Selection start

These strategic innovations seem to happen in a coordinated and structured way. However, closer examination shows that the reality is inflexible: it is mainly the central level that is involved in strategic symmetry in innovation within universities. At the decentral level (within the institutes and departments) the topics are mostly fuelled by subject-specific ambitions and considerations. As a result of this asymmetry, it is not easy for universities to innovate
strategically (Rowley et al, 1997). There are several reasons why it is so difficult for universities to realize symmetry in innovations.
Lack of direction
One explanation for this difficulty is the lack of (the possibility of) direction within the university organization. Universities are large organizations with a complex organizational structure within which a multitude of different cultures exists. A common element in the university cultures is the presence of 'academic freedom', and this academic freedom leads, in regard to the decision-making processes, to concepts such as the garbage can model or 'organized anarchy' (Cohen & Marsh, 1986).

Selection end
Data provided start

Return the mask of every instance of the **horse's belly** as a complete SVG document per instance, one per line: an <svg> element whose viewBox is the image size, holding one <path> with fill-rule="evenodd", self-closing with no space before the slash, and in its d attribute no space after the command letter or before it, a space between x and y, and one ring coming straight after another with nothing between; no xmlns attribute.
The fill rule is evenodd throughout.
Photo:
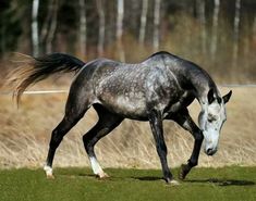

Data provided end

▸ Exercises to complete
1 - In the passage on university innovation, what mostly drives the topics at the decentral level?
2 - Copy word for word the stretch of the passage on university innovation from "Lack of direction" through "(Cohen & Marsh, 1986).".

▸ Outputs for the tasks
1 - Subject-specific ambitions and considerations.

2 -
Lack of direction
One explanation for this difficulty is the lack of (the possibility of) direction within the university organization. Universities are large organizations with a complex organizational structure within which a multitude of different cultures exists. A common element in the university cultures is the presence of 'academic freedom', and this academic freedom leads, in regard to the decision-making processes, to concepts such as the garbage can model or 'organized anarchy' (Cohen & Marsh, 1986).